EXTRACTED ENTRIES

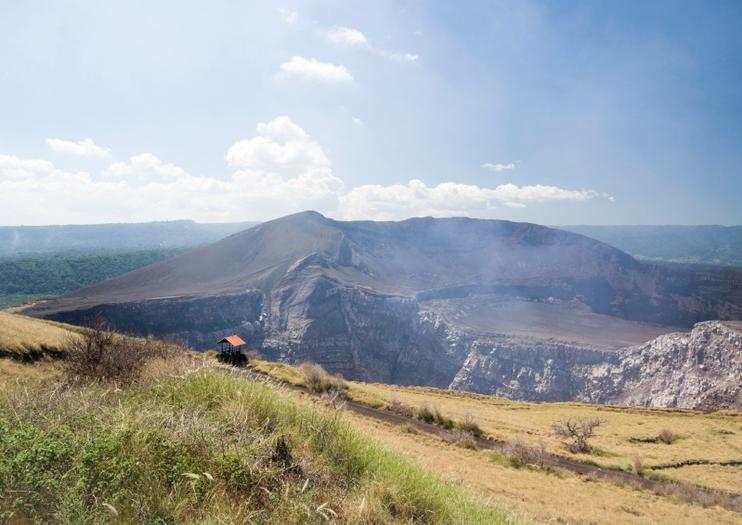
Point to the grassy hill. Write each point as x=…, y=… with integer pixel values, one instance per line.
x=627, y=440
x=193, y=441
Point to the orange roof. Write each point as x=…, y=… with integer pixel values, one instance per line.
x=233, y=340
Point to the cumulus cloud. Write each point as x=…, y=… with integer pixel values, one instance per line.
x=280, y=144
x=144, y=168
x=409, y=58
x=314, y=69
x=447, y=199
x=281, y=169
x=499, y=167
x=346, y=36
x=288, y=16
x=82, y=148
x=349, y=36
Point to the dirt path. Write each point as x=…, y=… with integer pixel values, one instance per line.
x=687, y=491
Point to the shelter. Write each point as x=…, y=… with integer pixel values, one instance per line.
x=230, y=350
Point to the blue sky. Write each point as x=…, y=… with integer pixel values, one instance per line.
x=548, y=112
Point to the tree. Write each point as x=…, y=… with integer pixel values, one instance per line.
x=577, y=432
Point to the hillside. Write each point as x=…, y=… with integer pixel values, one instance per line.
x=26, y=279
x=195, y=442
x=25, y=241
x=408, y=302
x=704, y=245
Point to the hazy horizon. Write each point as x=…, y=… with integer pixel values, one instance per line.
x=546, y=112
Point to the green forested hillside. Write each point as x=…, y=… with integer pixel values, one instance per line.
x=29, y=278
x=21, y=241
x=704, y=245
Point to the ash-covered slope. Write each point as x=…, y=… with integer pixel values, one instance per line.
x=407, y=301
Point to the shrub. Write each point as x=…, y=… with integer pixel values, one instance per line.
x=667, y=436
x=461, y=439
x=639, y=468
x=396, y=406
x=318, y=381
x=433, y=415
x=577, y=432
x=521, y=455
x=99, y=354
x=469, y=425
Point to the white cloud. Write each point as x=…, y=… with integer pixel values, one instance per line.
x=399, y=201
x=409, y=58
x=314, y=69
x=288, y=16
x=144, y=168
x=82, y=148
x=279, y=145
x=281, y=169
x=499, y=167
x=349, y=36
x=346, y=36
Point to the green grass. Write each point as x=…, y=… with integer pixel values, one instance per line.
x=208, y=447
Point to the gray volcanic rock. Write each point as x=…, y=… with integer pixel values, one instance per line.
x=700, y=369
x=510, y=308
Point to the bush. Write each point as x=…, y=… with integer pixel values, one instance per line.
x=469, y=425
x=318, y=381
x=461, y=439
x=521, y=455
x=639, y=468
x=432, y=415
x=98, y=354
x=667, y=436
x=577, y=432
x=396, y=406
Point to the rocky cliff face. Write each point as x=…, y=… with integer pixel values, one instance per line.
x=700, y=369
x=512, y=309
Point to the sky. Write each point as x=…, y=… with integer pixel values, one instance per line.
x=224, y=110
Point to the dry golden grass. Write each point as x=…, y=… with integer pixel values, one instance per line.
x=282, y=371
x=560, y=497
x=10, y=369
x=21, y=335
x=722, y=477
x=713, y=436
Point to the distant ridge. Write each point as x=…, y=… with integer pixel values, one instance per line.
x=702, y=245
x=94, y=238
x=483, y=305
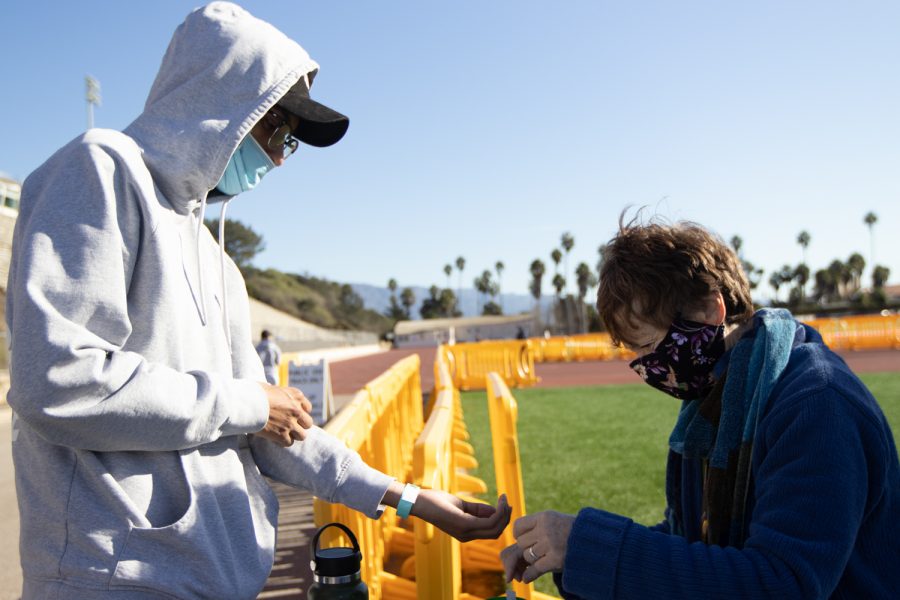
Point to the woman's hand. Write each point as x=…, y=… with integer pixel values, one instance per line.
x=541, y=541
x=289, y=415
x=463, y=520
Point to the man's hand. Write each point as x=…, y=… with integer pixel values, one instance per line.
x=463, y=520
x=289, y=416
x=541, y=542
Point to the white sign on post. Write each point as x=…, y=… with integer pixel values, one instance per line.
x=314, y=380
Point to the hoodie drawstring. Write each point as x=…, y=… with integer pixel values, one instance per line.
x=203, y=318
x=222, y=273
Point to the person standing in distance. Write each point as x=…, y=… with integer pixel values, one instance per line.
x=142, y=422
x=270, y=355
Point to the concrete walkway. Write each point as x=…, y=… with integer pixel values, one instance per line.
x=11, y=572
x=290, y=577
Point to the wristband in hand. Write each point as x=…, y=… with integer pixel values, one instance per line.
x=407, y=499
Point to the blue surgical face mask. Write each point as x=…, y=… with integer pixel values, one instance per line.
x=245, y=169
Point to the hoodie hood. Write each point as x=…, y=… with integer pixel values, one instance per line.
x=223, y=70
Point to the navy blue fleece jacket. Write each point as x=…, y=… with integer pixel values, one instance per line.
x=825, y=511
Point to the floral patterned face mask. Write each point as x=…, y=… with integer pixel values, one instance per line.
x=682, y=364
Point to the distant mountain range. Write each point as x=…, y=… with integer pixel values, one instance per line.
x=379, y=299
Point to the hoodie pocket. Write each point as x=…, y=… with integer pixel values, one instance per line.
x=219, y=548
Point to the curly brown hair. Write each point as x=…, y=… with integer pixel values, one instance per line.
x=652, y=272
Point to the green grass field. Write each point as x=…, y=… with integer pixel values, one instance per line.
x=602, y=446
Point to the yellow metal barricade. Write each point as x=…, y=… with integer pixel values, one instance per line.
x=437, y=560
x=381, y=423
x=588, y=346
x=861, y=332
x=468, y=363
x=504, y=414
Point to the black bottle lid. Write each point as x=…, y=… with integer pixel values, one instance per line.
x=335, y=562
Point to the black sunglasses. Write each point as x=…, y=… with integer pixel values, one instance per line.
x=281, y=138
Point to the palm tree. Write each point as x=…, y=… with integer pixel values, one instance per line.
x=600, y=251
x=537, y=275
x=585, y=279
x=499, y=266
x=556, y=255
x=559, y=282
x=460, y=265
x=775, y=282
x=803, y=238
x=870, y=219
x=801, y=274
x=879, y=276
x=485, y=286
x=567, y=242
x=448, y=270
x=856, y=264
x=407, y=299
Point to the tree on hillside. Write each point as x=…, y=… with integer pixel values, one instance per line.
x=241, y=243
x=824, y=286
x=394, y=311
x=567, y=242
x=350, y=301
x=838, y=273
x=803, y=238
x=407, y=299
x=753, y=274
x=440, y=304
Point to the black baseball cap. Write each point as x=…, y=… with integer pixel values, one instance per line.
x=319, y=125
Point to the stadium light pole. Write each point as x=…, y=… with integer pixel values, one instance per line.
x=92, y=96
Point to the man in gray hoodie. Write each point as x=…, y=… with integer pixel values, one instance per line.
x=142, y=420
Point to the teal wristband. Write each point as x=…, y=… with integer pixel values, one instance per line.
x=407, y=499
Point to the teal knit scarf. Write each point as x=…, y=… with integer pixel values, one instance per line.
x=720, y=429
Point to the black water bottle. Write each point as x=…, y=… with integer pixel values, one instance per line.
x=336, y=571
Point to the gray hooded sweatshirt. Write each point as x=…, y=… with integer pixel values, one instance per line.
x=135, y=473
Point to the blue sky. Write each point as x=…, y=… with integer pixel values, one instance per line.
x=487, y=129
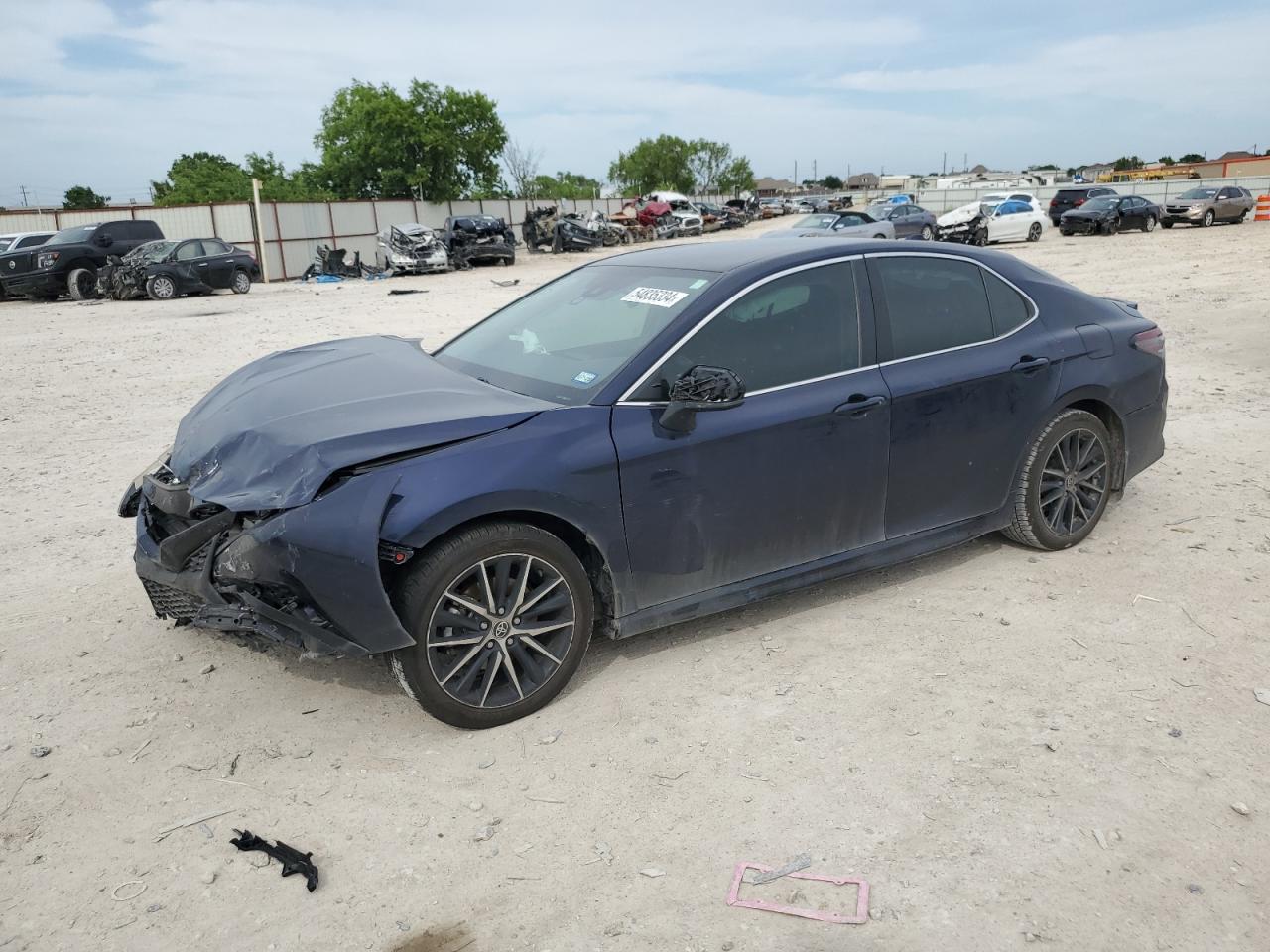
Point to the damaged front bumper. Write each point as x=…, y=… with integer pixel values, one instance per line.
x=305, y=576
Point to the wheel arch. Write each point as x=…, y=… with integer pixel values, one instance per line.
x=1098, y=407
x=595, y=562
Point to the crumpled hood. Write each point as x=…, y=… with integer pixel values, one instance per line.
x=270, y=434
x=959, y=216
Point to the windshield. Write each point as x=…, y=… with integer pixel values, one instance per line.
x=568, y=339
x=72, y=236
x=1101, y=203
x=151, y=252
x=816, y=221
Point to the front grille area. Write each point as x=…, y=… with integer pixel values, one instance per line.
x=169, y=602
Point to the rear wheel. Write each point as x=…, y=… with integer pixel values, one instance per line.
x=500, y=615
x=1065, y=483
x=160, y=287
x=81, y=284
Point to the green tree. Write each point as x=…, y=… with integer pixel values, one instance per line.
x=202, y=177
x=566, y=184
x=280, y=185
x=84, y=197
x=737, y=178
x=432, y=143
x=707, y=160
x=654, y=164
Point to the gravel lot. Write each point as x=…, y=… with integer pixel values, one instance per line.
x=1010, y=747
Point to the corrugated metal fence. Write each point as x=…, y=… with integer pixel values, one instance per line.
x=293, y=230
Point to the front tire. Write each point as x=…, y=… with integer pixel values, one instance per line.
x=502, y=615
x=1065, y=484
x=160, y=287
x=81, y=284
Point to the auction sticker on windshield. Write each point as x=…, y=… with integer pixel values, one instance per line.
x=658, y=298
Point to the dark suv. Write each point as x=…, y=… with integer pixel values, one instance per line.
x=67, y=263
x=1070, y=198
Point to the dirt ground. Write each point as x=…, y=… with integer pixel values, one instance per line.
x=1010, y=747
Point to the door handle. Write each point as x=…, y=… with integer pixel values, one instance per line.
x=858, y=405
x=1029, y=365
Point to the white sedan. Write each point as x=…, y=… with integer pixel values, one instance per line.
x=987, y=221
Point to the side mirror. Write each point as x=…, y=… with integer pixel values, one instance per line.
x=701, y=389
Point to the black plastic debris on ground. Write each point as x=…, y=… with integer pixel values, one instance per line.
x=291, y=858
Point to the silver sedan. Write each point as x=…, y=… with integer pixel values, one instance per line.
x=833, y=223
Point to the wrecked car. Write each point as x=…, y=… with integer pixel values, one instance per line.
x=639, y=442
x=331, y=263
x=411, y=249
x=167, y=270
x=477, y=238
x=547, y=227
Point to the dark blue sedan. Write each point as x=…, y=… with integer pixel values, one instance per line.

WRITTEN TASK
Convert the data from the line containing "Point to the navy" up to and including the line containing "x=281, y=138" into a Markdown table with the columns Row and Content, numbering each line and omitting blank lines.

COMPLETED TASK
| Row | Content |
|---|---|
| 1 | Point to the navy blue fleece jacket. Write each point as x=…, y=… with integer pixel values, one instance per line. |
| 2 | x=825, y=511 |
| 3 | Point to the floral patterned face mask. Write each point as x=…, y=… with integer pixel values, one instance per line. |
| 4 | x=682, y=364 |
| 5 | Point to the distant mountain range. Write each point as x=…, y=… with integer pixel values, one instance per line. |
| 6 | x=379, y=299 |
| 7 | Point to the hoodie pocket. Write each point as x=…, y=… with integer pixel values, one instance per line. |
| 8 | x=219, y=548 |
| 9 | Point to the curly brown hair. Write each point as x=…, y=… with integer pixel values, one instance per line. |
| 10 | x=652, y=272 |
| 11 | Point to the green grass field. Write each point as x=…, y=… with integer pixel values, one instance per line. |
| 12 | x=602, y=446 |
| 13 | Point to the yellow metal barricade. Write each point as x=…, y=… with integer pixel values, one instance per line. |
| 14 | x=437, y=560 |
| 15 | x=381, y=423 |
| 16 | x=588, y=346 |
| 17 | x=861, y=332 |
| 18 | x=468, y=363 |
| 19 | x=504, y=414 |
| 20 | Point to the black bottle lid. Write each point as x=…, y=… with integer pixel values, one instance per line. |
| 21 | x=335, y=562 |
| 22 | Point to the black sunglasses. Write each point as x=…, y=… with integer pixel values, one instance per line. |
| 23 | x=281, y=138 |